Requirements →
Can you gather every line in the records below that contains the string "metal" and copy each one out in full? Case counts.

Data shown →
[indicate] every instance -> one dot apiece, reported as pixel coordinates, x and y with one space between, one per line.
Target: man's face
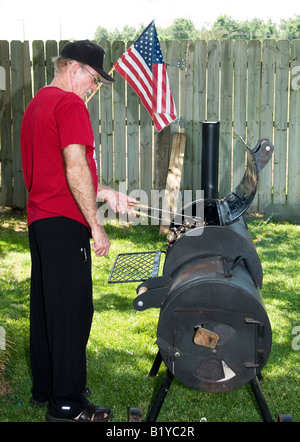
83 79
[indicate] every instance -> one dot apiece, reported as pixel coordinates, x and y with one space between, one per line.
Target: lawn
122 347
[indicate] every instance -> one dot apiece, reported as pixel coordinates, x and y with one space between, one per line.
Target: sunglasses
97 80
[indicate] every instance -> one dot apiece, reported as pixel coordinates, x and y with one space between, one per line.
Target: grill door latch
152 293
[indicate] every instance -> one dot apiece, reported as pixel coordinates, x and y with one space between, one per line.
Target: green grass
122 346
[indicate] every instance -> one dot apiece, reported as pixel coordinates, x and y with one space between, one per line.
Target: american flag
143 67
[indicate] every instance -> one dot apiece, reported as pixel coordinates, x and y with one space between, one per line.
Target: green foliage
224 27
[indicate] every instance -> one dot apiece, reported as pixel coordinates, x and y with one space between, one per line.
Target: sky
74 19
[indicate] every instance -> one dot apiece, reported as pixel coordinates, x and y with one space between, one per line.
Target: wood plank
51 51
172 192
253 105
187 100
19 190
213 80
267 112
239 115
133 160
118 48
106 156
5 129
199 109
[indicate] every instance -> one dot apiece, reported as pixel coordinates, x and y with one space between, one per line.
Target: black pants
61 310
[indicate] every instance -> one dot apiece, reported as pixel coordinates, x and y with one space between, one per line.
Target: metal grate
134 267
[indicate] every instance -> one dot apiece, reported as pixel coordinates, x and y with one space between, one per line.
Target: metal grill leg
==
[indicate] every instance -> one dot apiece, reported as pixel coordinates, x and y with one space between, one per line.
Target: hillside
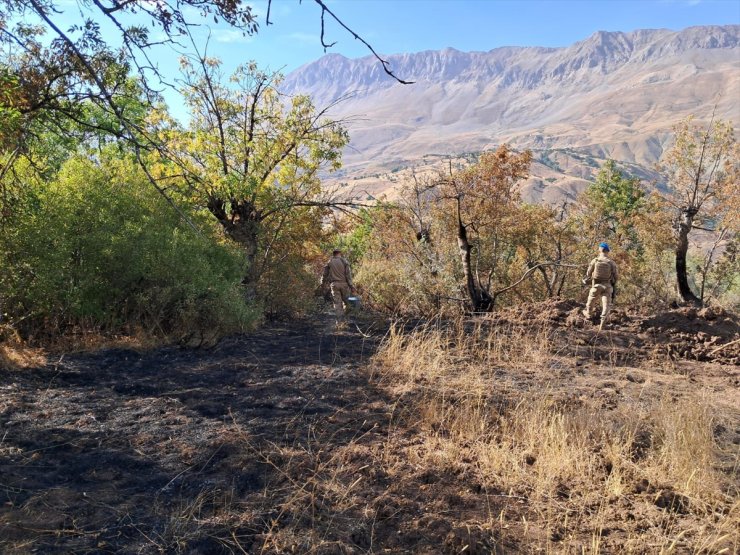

In response →
Target: metal grate
Target: metal grill leg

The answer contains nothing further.